RECORD EXCERPTS:
•••

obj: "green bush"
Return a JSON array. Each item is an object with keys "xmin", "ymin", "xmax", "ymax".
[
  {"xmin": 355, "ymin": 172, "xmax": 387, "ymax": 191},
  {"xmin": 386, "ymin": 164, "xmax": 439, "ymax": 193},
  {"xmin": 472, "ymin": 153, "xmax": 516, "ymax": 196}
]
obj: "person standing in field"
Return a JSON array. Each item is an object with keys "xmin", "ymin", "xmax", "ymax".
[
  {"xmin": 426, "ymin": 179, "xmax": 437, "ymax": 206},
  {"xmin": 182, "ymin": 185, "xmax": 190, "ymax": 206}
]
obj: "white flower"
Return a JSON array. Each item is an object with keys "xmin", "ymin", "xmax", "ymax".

•••

Convert each line of the records above into a JSON list of strings, with one string per line and no blank lines.

[
  "obj: \"green bush\"",
  "Return a JSON array. Each item is an object with keys \"xmin\", \"ymin\", \"xmax\", \"ymax\".",
  "[",
  "  {\"xmin\": 355, \"ymin\": 172, \"xmax\": 387, \"ymax\": 191},",
  "  {\"xmin\": 386, \"ymin\": 164, \"xmax\": 439, \"ymax\": 193},",
  "  {\"xmin\": 472, \"ymin\": 153, \"xmax\": 516, \"ymax\": 196}",
  "]",
  "obj: \"person standing in field\"",
  "Return a JSON array. Each item is an object with keys \"xmin\", \"ymin\", \"xmax\", \"ymax\".",
  "[",
  "  {\"xmin\": 426, \"ymin\": 179, \"xmax\": 437, \"ymax\": 206},",
  "  {\"xmin\": 182, \"ymin\": 185, \"xmax\": 190, \"ymax\": 206}",
  "]",
  "obj: \"white flower\"",
  "Return a JSON array. Each item is an object with keys \"xmin\", \"ymin\", \"xmax\", \"ymax\"."
]